▶ PAGE EXTRACT:
So creamy.  I can't think of a better winter dessert.

Thursday, 14 February 2013

Happy Valentine's Day

Happy Valentine's Day.  It's lovely to have a cheerful holiday in the middle of February.
Enjoy your day.


Happy Valentine's Day

Wednesday, 13 February 2013

Work in Progress

I have three sewing projects on the go and must finish two of them by Saturday. No pressure. I have been publishing lots of recipes lately because we have to eat and I enjoy cooking.  It's not that hard to take a photo and post the recipe. I should be sewing right now, not blogging, but blogging is so compulsive.

The half-finished kimono

1)  The kimono for my friend has been put together.  I need to set in the sleeves and line them and make an obi to hold it together.  Hope to see my friend on Saturday evening and as this is now a late birthday present, must finish it.

The French linen sheets

 2)  I am turning a set of old French linen sheets into curtains for my daughter's new house.  I've seen so many designs in decorating magazines using old French linen.  Occasionally it is dyed a denim colour or a pale pink.  I am so intrigued by this that I sometimes pick up linen when I am in France.  I now have a few pieces, but this is the first time I have done something with it. It can be found in 'Vide Greniers" (empty your attic) and at Brocantes (always more expensive there). You can see the pretty faggoting which I have used as the hem to make a feature of it. It is impossible to take a photo of the whole thing, but they are BIG and heavy.  I have lined them with polyester cotton sheets (more stable than curtain lining) and now must make the channel at the top and work out a way to attach blackout.  I will try Velcro and hope for the best.  The blackouts can then be removed and they can be cleaned professionally.  No one wants to iron these things as they are worse than linen tablecloths; however my daughter has a steamer and I am hoping that will smooth them out. Must be finished by the weekend.

▶ EXERCISE TASK 1: According to the blog excerpt, what does the writer plan to try for attaching the blackout lining to the curtains?

▶ DATA SHOWN:
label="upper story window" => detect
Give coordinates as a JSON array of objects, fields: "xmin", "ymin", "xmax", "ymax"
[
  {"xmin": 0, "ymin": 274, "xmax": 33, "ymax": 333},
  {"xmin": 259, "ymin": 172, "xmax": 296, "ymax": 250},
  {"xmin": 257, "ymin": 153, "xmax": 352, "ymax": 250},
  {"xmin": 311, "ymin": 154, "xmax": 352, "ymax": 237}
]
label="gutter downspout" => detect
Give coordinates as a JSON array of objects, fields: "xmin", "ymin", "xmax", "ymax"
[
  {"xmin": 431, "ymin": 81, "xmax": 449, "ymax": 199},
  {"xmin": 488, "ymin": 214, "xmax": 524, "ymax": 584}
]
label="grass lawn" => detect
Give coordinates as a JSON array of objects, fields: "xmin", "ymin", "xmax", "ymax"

▶ EXERCISE TASK 2: Reproduce all of the rows above in full, requests included, shifting every bounding-box coordinate value by -32.

▶ COMPLETE OUTPUT 1: Velcro.

▶ COMPLETE OUTPUT 2:
label="upper story window" => detect
Give coordinates as a JSON array of objects, fields: "xmin", "ymin", "xmax", "ymax"
[
  {"xmin": -32, "ymin": 242, "xmax": 1, "ymax": 301},
  {"xmin": 227, "ymin": 140, "xmax": 264, "ymax": 218},
  {"xmin": 225, "ymin": 121, "xmax": 320, "ymax": 218},
  {"xmin": 279, "ymin": 122, "xmax": 320, "ymax": 205}
]
label="gutter downspout" => detect
Give coordinates as a JSON array of objects, fields: "xmin", "ymin", "xmax", "ymax"
[
  {"xmin": 399, "ymin": 49, "xmax": 417, "ymax": 167},
  {"xmin": 456, "ymin": 182, "xmax": 492, "ymax": 552}
]
label="grass lawn" => detect
Give coordinates as a JSON array of objects, fields: "xmin", "ymin", "xmax", "ymax"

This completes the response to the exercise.